DAFTAR TUGAS:
1. Tulis lagi bagian berita gencatan senjata Gaza dari "Juru bicara PBB, Stephane" sampai dengan "kemanusiaan di Gaza.", tetapi tukar "wartawan" dengan "jurnalis".
2. Jawab pertanyaan berikut berdasarkan berita gencatan senjata Gaza:
(a) Siapa dua tokoh yang mengumumkan kesepakatan gencatan senjata di markas PBB?
(b) Pukul berapa gencatan senjata kemanusiaan itu dimulai?
(c) Ke kota mana delegasi Israel dan Palestina akan pergi untuk bernegosiasi?
3. Terjemahkan kalimat dari berita gencatan senjata Gaza ini ke dalam bahasa Inggris: "Semua pihak telah sepakat untuk gencatan senjata selama 72 jam dalam konflik di Jalur Gaza."

Loading...
RELIGI
Penulis: Sabar Subekti 15:53 WIB | Jumat, 01 Agustus 2014

Para Pihak Sepakati Gencatan Senjata 72 Jam di Gaza

Asap mengepul dari kebakaran di pembangkit listri di Gaza, Palestina akibat serangan Israel dalam konflik bersenjata yang berlangsung tiga pekan. (Foto: un.org

GAZA, SATUHARAPAN.COM -  Semua pihak telah sepakat untuk gencatan senjata selama 72 jam dalam konflik di Jalur Gaza. Hal itu didorong oleh upaya diplomatik terbaru untuk mengakhiri kekerasan yang mematikan yang melanda Gaza dalam satu bulan terakhir.

Hal itu diumumkan Sekretaris Jenderal Perserikatan Bangsa-bangsa (PBB), Ban Ki-moon, dan  Menteri Luar Negeri Amerika Serikat, John Kerry, di markas PBB di New York, pada hari Kamis (31/7) atau Jumat (1/7) WIB.

Juru bicara PBB, Stephane Dujarric, yang membacakan pengumuman itu, mengatakan kepada wartawan bahwa Ban dan Kerry telah mengumumkan bahwa  Koordinator Khusus Perwakilan PBB di Yerusalem, Robert Serry, telah menerima jaminan bahwa "semua pihak telah sepakat untuk tanpa syarat  melakukan gencatan senjata kemanusiaan di Gaza.

"Gencatan senjata kemanusiaan ini dimulai pukul 08:00 pagi waktu setempat pada hari Jumat (1/8) dan berlangsung selama 72 jam, kecuali diperpanjang. Selama ini, pasukan di lapangan akan tetap di tempat," kata  Dujarric.

"Kami mendesak semua pihak untuk bertindak dengan menahan diri sampai gencatan senjata kemanusiaan ini dimulai, dan untuk sepenuhnya mematuhi komitmen mereka selama gencatan senjata," kata dia menambahkan.

Bantuan Kemanusiaan

Dikatakan bahwa jeda ini sangat penting untuk memberikan kesempatan  warga sipil tak berdosa terhindar dari kekerasan. Selama periode ini, warga sipil di Gaza akan menerima bantuan kemanusiaan yang sangat dibutuhkan, dan menjalankan  fungsi-fungsi vital, termasuk mengubur orang meninggal, merawat yang terluka, dan mendapatkanpersediaan makanan. Perbaikan  instalasi  air yang penting dan infrastruktur energi.

"Delegasi Israel dan Palestina akan segera pergi ke Kairo untuk negosiasi dengan Pemerintah Mesir atas undangan Mesir, yang bertujuan untuk mencapai gencatan senjata yang lebih lama," katanya. Dia menambahkan bahwa para pihak akan mengangkat semua masalah-masalah dalam negosiasi itu.

MATERI YANG DITAMPILKAN:

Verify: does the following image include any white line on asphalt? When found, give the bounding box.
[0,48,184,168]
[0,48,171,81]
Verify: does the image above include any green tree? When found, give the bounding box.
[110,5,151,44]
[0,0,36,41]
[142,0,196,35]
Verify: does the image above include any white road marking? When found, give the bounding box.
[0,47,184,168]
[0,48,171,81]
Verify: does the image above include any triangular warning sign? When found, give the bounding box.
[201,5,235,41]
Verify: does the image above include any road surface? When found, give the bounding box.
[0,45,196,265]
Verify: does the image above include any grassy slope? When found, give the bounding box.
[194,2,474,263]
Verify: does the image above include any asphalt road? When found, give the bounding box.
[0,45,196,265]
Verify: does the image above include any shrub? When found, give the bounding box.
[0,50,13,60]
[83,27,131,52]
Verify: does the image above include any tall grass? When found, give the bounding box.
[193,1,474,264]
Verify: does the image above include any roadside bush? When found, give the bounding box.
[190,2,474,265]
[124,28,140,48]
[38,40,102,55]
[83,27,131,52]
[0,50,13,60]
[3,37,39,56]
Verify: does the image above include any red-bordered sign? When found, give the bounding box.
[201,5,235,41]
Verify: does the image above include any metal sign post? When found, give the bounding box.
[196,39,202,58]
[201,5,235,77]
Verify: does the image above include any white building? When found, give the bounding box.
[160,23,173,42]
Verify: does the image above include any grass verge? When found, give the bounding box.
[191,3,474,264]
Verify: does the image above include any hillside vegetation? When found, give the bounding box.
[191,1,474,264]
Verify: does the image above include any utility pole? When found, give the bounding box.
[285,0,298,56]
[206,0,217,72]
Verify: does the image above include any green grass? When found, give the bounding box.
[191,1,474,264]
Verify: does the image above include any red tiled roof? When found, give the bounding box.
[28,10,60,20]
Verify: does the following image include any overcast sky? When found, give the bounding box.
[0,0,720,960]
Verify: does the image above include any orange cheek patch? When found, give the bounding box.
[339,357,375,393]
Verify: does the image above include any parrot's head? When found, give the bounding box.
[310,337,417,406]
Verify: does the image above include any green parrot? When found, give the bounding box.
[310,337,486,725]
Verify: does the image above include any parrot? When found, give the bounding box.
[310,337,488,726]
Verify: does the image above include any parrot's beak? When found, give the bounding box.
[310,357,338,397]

JAWABAN YANG DIHARAPKAN:
1.
Juru bicara PBB, Stephane Dujarric, yang membacakan pengumuman itu, mengatakan kepada jurnalis bahwa Ban dan Kerry telah mengumumkan bahwa  Koordinator Khusus Perwakilan PBB di Yerusalem, Robert Serry, telah menerima jaminan bahwa "semua pihak telah sepakat untuk tanpa syarat  melakukan gencatan senjata kemanusiaan di Gaza.

2.
(a) Ban Ki-moon, Sekretaris Jenderal PBB, dan John Kerry, Menteri Luar Negeri Amerika Serikat.
(b) Pukul 08:00 pagi waktu setempat pada hari Jumat (1/8).
(c) Kairo.

3. All parties have agreed to a 72-hour ceasefire in the conflict in the Gaza Strip.